==== Provided records

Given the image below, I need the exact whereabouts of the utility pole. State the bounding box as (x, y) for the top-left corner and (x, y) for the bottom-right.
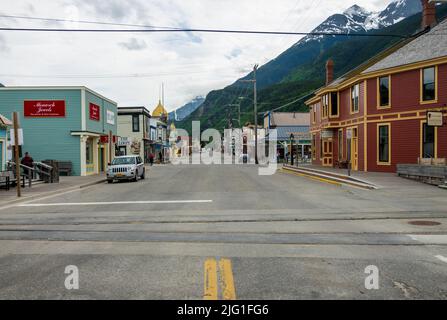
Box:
(13, 112), (22, 198)
(253, 64), (259, 164)
(241, 64), (259, 164)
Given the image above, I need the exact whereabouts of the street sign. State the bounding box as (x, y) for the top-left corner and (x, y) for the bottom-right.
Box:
(9, 129), (23, 146)
(427, 111), (444, 127)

========

◆ **The problem**
Format everything from the line containing "Given the image above, I" down to the last line of the entries as a Markdown table. Use two columns, Row and Entry Line, and omit any blank lines.

◆ **Exercise answer**
| Row | Entry Line |
|---|---|
| 1 | Given the image above, I need the exact whereabouts of the street sign. State the bounding box as (x, y) for the top-left corner and (x, y) for the bottom-right. |
| 2 | Box: |
| 3 | (9, 129), (23, 146) |
| 4 | (427, 111), (444, 127) |